++++ Excerpted text ++++
Actor Gary Sinise and military senior enlisted advisors were honored on Tuesday by the USO of Metropolitan Washington-Baltimore and Marine Corps Gen. Joe Dunford, the chairman of the Joint Chiefs of Staff, for their service to the military, Defense.gov reported.
Sinise was awarded the Legacy of Hope Award at a gala from the United Service Organizations. He became the first individual to receive the USO-Metro’s highest award. Additionally awards were presented to non-commissioned officers in the United States military as well as their wives.
Over the years, Sinise has worked tirelessly to support service members and their families as well as police officers.
In 2011, the Gary Sinise Foundation was founded to support the men and women that serve as well as their families. Before that, Sinise dedicated much of his time “to those who are currently serving, have served, our first responders, and the families who serve alongside them,” Sinise wrote in a statement.
Sinise has also entertained the troops all around the world with the Lt. Dan Band, a band named after the character Sinise plays in the the academy award-winning film “Forrest Gump.”
“When I first started doing this, no one knew my name, but they had all seen the movie so they called me Lieutenant Dan,” he said. “My first visit to Bethesda-Walter Reed was on Sept. 11, 2003. It was a tough time. … We were losing way too many troops, there were way too many Gold Star families, way too many wounded. I just wanted to do something.”
“After Sept. 11, we had a whole new generation of Lieutenant Dans coming home,” Sinise added. “There was a role for me to play. Who would have thought that playing a role in a movie could actually mean something?”
On Tuesday, Marine Corps Gen. Joe Dunford spoke on Sinise’s selfless service and an encounter he once had with him at a military hospital in Balboa, California.
++++ Source data ++++
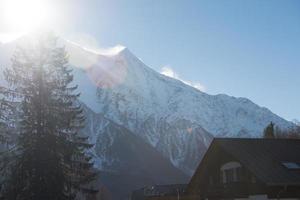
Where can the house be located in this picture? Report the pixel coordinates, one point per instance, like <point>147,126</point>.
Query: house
++++
-- Task set --
[a] Answer these questions using the article about Gary Sinise's USO honor:
(i) What award did Sinise receive at the gala?
(ii) In what year was the Gary Sinise Foundation founded?
(iii) On what date did Sinise first visit Bethesda-Walter Reed?
[b] Continue the article about Gary Sinise's USO honor after its final paragraph.

-- Answers to each task --
[a]
(i) The Legacy of Hope Award
(ii) 2011
(iii) Sept. 11, 2003

[b]
“It was a quiet Saturday morning, and as we were walking through the ward, there was a little bit of a hubbub in front of us,” Dunford said, Defense.gov reported. “As we walked up, there was Gary Sinise. There [weren’t] any cameras rolling, there wasn’t any media covering anything. It was a Saturday, and Gary Sinise was there to entertain troops at Camp Pendleton. But before that, he had a personal interaction with each one of the troops and each of the families, and you could tell when he left the room that they knew this was somebody who, in his heart, actually, genuinely cared.”
“For all the things he’s done, I think what I am most appreciative of is that Gary cares for the people that I call my family,” Dunford added.
Last week, Sinise was also awarded the George Catlett Marshall Medal from the Association of the United States Army. The award is given to those that continually support the men and women that serve in the armed forces. He will be accepting AUSA’s highest award for distinguished public service at the Marshall Dinner on Oct. 11.
Past recipients of the George Catlett Marshall Medal include former presidents George H.W. Bush, Harry S. Truman, Dwight D. Eisenhower and Gerald Ford. Retired Army generals Lyman Lemnitzer, Colin Powell, Bernard Rogers, Maxwell Taylor and John Vessey Jr as well as many others have previously received the award.